■ Task data ■
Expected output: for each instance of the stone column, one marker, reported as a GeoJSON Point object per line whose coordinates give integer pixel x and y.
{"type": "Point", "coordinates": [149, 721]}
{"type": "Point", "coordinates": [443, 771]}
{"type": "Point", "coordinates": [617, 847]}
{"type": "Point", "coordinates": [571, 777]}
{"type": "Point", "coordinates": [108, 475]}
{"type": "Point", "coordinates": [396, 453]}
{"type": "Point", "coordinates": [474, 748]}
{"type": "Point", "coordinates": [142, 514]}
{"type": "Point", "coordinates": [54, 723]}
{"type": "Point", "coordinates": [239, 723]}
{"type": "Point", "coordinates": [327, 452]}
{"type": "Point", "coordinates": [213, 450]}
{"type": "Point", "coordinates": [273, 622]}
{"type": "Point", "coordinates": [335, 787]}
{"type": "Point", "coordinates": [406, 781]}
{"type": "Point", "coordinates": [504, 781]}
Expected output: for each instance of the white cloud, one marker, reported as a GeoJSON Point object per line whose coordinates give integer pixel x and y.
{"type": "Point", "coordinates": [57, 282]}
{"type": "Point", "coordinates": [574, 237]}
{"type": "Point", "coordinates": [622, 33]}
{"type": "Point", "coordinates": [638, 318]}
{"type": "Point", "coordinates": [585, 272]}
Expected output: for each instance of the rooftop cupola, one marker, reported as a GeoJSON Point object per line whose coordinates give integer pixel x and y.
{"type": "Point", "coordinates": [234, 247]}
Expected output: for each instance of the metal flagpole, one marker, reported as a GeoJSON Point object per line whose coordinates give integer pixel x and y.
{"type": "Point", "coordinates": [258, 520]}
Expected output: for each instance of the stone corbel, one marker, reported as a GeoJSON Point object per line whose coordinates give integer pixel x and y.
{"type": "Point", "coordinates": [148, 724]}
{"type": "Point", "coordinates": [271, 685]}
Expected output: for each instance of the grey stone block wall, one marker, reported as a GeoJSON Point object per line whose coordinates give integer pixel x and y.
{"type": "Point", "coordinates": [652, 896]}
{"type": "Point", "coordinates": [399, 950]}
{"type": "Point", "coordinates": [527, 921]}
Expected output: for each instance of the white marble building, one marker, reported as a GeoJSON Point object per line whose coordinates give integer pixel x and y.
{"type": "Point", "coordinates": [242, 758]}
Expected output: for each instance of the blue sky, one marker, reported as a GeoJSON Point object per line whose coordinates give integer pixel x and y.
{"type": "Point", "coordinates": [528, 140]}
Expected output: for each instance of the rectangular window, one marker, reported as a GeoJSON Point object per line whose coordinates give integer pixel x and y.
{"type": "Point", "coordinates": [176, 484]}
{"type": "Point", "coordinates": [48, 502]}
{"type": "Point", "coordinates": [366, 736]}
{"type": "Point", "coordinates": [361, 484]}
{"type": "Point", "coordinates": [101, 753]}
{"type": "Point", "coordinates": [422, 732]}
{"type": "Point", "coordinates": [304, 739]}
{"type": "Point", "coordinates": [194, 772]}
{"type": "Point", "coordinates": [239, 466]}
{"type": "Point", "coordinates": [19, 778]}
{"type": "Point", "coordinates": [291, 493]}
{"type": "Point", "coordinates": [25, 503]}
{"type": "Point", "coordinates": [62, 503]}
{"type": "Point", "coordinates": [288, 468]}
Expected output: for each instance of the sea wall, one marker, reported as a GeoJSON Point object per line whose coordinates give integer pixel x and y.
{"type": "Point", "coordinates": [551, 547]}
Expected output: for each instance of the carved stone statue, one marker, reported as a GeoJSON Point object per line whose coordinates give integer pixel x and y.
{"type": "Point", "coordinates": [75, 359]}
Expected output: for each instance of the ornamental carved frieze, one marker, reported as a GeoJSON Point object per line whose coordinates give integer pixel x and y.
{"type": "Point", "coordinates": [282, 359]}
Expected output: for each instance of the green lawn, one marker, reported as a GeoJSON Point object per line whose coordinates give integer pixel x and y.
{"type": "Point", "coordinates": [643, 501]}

■ Short problem ■
Reproduce only the lines between the line containing "Expected output: for each instance of the sea" and the last line of the records, those two lines included, exactly.

■ Problem solution ■
Expected output: for each instance of the sea wall, one marker, reported as a GeoJSON Point object per line whose coordinates give integer pixel x and y.
{"type": "Point", "coordinates": [551, 547]}
Expected output: for each instance of the carved stone statue, one marker, reported as a GeoJSON Point object per line whose coordinates give integer pixel x and y.
{"type": "Point", "coordinates": [75, 359]}
Expected output: for each instance of the ornamental carved frieze, one marker, reported as a GeoJSON Point object per line whose coordinates give integer pixel x and y.
{"type": "Point", "coordinates": [282, 359]}
Expected output: for each instance of the green lawn, one marker, reported as a GeoJSON Point object per line whose coordinates give integer pixel x and y.
{"type": "Point", "coordinates": [643, 501]}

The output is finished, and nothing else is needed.